** Begin **

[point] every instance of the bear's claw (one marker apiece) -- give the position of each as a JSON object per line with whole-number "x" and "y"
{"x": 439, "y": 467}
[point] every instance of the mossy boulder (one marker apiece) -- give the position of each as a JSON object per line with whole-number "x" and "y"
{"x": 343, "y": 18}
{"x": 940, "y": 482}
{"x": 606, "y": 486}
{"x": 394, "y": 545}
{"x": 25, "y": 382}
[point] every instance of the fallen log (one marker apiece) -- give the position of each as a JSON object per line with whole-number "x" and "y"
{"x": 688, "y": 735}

** End **
** Begin **

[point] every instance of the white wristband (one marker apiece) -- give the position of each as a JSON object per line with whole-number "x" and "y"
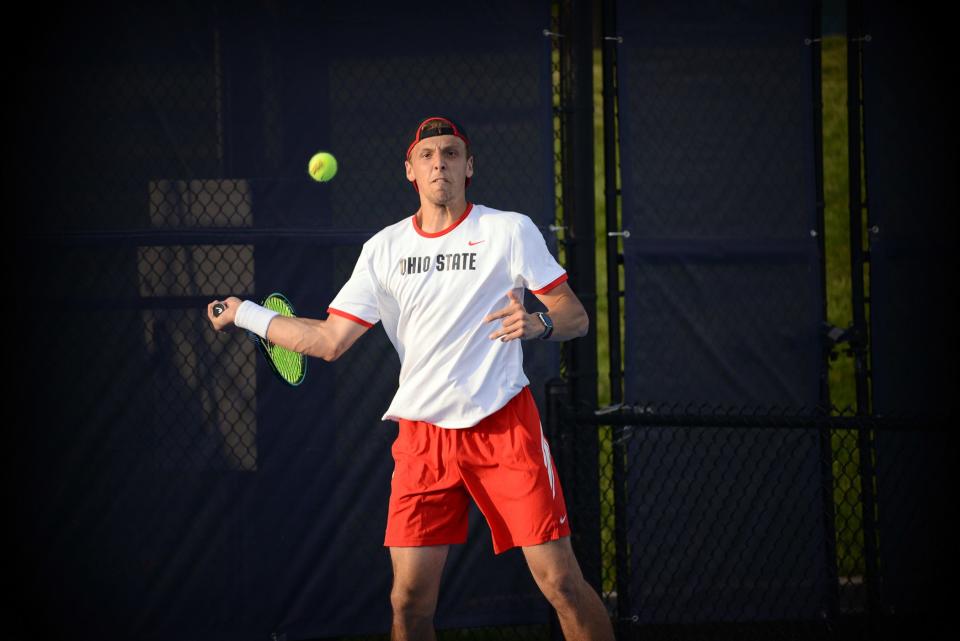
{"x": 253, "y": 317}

** End **
** Begin **

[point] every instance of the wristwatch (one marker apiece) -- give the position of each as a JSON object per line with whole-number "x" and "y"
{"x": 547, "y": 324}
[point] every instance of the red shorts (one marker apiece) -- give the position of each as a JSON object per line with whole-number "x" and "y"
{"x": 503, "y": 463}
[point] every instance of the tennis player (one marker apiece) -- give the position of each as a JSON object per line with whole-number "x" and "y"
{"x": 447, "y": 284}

** End **

Problem to work on => Pull out each line of the records that contains the word "tennis". Case matters.

Full output =>
[point] every instance of the tennis player (one marker apiece) -- give the position of each as a JSON object per line with whole-number "x" and "y"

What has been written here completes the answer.